Task directions
Each line below is to be copied out exactly, and none may be omitted.

Data records
++++++
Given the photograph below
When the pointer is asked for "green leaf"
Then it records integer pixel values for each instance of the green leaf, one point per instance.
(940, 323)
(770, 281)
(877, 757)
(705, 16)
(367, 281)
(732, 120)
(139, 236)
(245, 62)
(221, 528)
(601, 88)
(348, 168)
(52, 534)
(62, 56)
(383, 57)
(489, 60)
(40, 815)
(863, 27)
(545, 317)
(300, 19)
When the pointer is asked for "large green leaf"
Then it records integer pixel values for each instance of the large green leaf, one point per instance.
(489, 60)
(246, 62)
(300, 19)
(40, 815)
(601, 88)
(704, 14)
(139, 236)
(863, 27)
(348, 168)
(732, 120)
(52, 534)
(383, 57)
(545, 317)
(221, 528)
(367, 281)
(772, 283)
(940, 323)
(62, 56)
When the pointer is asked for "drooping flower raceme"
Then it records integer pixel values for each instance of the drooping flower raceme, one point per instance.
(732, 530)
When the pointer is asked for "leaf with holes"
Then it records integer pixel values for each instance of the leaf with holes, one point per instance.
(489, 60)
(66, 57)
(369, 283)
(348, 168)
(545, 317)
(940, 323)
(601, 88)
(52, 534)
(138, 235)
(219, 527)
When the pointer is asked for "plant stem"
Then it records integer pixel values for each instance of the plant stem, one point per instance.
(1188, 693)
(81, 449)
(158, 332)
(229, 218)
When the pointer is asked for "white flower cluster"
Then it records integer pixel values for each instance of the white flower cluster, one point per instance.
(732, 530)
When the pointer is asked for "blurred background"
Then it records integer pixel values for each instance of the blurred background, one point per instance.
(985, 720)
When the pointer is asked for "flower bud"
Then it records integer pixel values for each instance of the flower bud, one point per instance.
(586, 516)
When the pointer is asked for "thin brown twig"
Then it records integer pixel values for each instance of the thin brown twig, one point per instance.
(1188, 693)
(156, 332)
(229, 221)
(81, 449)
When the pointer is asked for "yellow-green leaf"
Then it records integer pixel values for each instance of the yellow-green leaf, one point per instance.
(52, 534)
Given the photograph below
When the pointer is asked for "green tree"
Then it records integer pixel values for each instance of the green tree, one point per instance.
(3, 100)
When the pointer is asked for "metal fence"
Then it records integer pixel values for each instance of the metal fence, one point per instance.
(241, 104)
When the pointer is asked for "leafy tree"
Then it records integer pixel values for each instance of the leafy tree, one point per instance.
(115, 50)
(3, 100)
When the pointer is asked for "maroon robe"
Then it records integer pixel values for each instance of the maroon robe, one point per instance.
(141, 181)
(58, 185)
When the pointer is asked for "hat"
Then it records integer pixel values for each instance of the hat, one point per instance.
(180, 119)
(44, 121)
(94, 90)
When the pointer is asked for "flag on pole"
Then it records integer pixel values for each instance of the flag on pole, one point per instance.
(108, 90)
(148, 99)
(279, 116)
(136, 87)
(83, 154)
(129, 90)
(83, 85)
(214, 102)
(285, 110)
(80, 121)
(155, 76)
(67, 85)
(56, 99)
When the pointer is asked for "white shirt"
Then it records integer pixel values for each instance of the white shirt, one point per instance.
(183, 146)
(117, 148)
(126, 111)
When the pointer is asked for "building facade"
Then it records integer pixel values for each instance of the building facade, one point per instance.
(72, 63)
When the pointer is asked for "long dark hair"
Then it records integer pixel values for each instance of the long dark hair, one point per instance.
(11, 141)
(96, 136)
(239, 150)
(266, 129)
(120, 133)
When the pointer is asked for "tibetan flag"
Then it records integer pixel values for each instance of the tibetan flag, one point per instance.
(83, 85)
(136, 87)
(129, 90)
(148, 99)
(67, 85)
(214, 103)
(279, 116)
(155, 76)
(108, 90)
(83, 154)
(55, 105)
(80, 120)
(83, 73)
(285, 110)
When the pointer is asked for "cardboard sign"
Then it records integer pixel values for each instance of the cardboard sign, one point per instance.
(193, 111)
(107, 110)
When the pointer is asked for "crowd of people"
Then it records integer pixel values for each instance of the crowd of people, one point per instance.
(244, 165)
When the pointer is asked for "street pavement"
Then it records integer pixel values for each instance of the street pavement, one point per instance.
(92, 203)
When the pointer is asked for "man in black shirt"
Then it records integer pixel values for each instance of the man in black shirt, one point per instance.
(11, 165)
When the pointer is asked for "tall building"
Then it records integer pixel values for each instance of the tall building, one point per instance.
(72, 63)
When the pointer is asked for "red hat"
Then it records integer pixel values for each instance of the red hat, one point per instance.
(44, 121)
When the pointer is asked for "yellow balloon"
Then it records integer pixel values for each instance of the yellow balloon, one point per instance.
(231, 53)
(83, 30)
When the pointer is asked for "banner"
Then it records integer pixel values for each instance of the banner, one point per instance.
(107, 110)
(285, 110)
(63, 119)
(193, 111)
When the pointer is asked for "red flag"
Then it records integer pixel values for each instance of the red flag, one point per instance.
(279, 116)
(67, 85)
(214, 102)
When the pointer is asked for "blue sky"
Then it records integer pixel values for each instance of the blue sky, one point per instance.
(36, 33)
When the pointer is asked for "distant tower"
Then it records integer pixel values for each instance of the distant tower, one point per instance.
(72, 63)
++++++
Exercise output
Given the photograph below
When the pointer is asked for "green leaf"
Then it records integer pixel values for each instance of the green leaf, one point per instance.
(940, 323)
(770, 281)
(877, 757)
(705, 16)
(367, 281)
(732, 120)
(139, 236)
(245, 62)
(221, 528)
(601, 88)
(348, 168)
(52, 534)
(62, 56)
(383, 57)
(489, 60)
(40, 815)
(863, 27)
(545, 317)
(300, 19)
When the pointer is asked for "large green leaf"
Then it records integer pixel values for each instance of the large green leaf, one point per instance.
(489, 60)
(246, 62)
(300, 19)
(40, 815)
(601, 88)
(704, 14)
(139, 236)
(863, 27)
(348, 168)
(732, 120)
(52, 534)
(383, 57)
(545, 317)
(221, 528)
(367, 281)
(772, 283)
(940, 323)
(62, 56)
When the pointer is asked for "drooping flower raceme"
Then it records integer pixel values for each instance of the drooping flower raceme, one point per instance.
(732, 530)
When the pointer is asked for "leaf with holes"
Then it records integer pixel values for each instance of the leaf with holes, one point per instance.
(489, 60)
(66, 57)
(369, 283)
(348, 168)
(545, 317)
(940, 323)
(601, 88)
(52, 534)
(138, 235)
(219, 527)
When the pointer is asked for "plant stem"
Then it records integer pixel values for each instance of the plant stem, one point per instance.
(1188, 693)
(81, 449)
(158, 332)
(229, 218)
When the pointer is asked for "white flower cluster"
Then it records integer pixel values for each instance of the white flower cluster, one point per instance.
(732, 530)
When the pointer is asked for "blurred background"
Then it records integer pixel values for each instance of the blurred background, one point per instance.
(985, 720)
When the pointer is asked for "flower bud"
Then it records integer pixel values for each instance of the flower bud, one point per instance.
(586, 516)
When the pointer is asked for "thin brown twig"
Then it records integer pixel values for each instance of the thin brown twig, one point per instance.
(1188, 693)
(156, 332)
(229, 221)
(81, 449)
When the pointer is asked for "yellow-green leaf"
Then it records integer pixel values for each instance of the yellow-green leaf, one point per instance.
(52, 534)
Given the photograph below
When the pointer is asked for "green tree"
Then it records integer pixel values for each instance of the green tree, one point per instance.
(3, 100)
When the pointer is asked for "metal fence"
Then it records integer pixel values for each instance of the metal fence, one point per instance.
(241, 104)
When the pointer is asked for "leafy tree"
Then it records integer pixel values for each instance of the leafy tree, one point per instance.
(115, 50)
(3, 100)
When the pointer is asked for "maroon robe"
Then it records integer pixel values for each instance of the maroon robe, one point per instance.
(141, 181)
(58, 185)
When the pointer is asked for "hat"
Then it records integer pixel values for each instance of the hat, one point per instance.
(180, 119)
(44, 121)
(94, 90)
When the pointer is asked for "flag on pole"
Then it records integer pixel values for each instance of the flag on pole, one point per instance.
(108, 90)
(148, 99)
(279, 116)
(136, 87)
(83, 154)
(129, 90)
(83, 85)
(214, 102)
(285, 110)
(80, 121)
(155, 76)
(67, 85)
(56, 99)
When the pointer is asked for "white shirt"
Then it records integer pixel values for each instance of the white shirt, one point per instance.
(183, 146)
(117, 148)
(126, 111)
When the pointer is asked for "building facade"
Then it records integer pixel values for each instance of the building facade, one point per instance.
(72, 63)
When the pointer is asked for "long dark hair"
Then it records integer pixel values for each instance of the long dark hair, one point per instance.
(11, 141)
(96, 136)
(239, 150)
(266, 129)
(120, 133)
When the pointer is asked for "tibetan flag"
Then it records integer pixel values for each instance of the tibetan flag, one point per instance.
(83, 85)
(136, 87)
(129, 90)
(148, 99)
(67, 85)
(214, 103)
(279, 116)
(155, 76)
(108, 90)
(83, 154)
(55, 105)
(80, 120)
(83, 73)
(285, 110)
When the pointer is asked for "cardboard sign"
Then it records integer pixel values for each instance of the cardboard sign, one point per instance.
(193, 111)
(107, 110)
When the pointer is asked for "crowd of people"
Then it records integer pixel values for each instance of the crowd of people, one point per instance.
(244, 165)
When the pointer is asked for "street pavement"
Then it records integer pixel values for each instance of the street pavement, one point per instance.
(92, 203)
When the pointer is asked for "man in black shirt"
Then it records integer pixel values for each instance of the man in black shirt, one point per instance.
(11, 165)
When the pointer is asked for "tall building"
Then it records integer pixel values for each instance of the tall building, one point per instance.
(72, 63)
When the pointer is asked for "red hat"
Then it records integer pixel values for each instance of the red hat, one point per instance.
(44, 121)
When the pointer is asked for "yellow balloon"
Then it records integer pixel values for each instance of the yellow balloon, one point per instance.
(231, 53)
(83, 30)
When the pointer is asked for "banner"
Then it records integer pixel values for each instance of the banner, one point per instance.
(107, 110)
(285, 110)
(63, 119)
(193, 111)
When the pointer is asked for "red flag"
Then it records integer pixel values for each instance of the red flag, one point per instance.
(279, 116)
(67, 85)
(214, 102)
When the pointer is asked for "blue sky"
Then it records integer pixel values for each instance of the blue sky, one point per instance.
(36, 33)
When the pointer is asked for "distant tower"
Then it records integer pixel values for each instance of the distant tower, one point per instance.
(72, 63)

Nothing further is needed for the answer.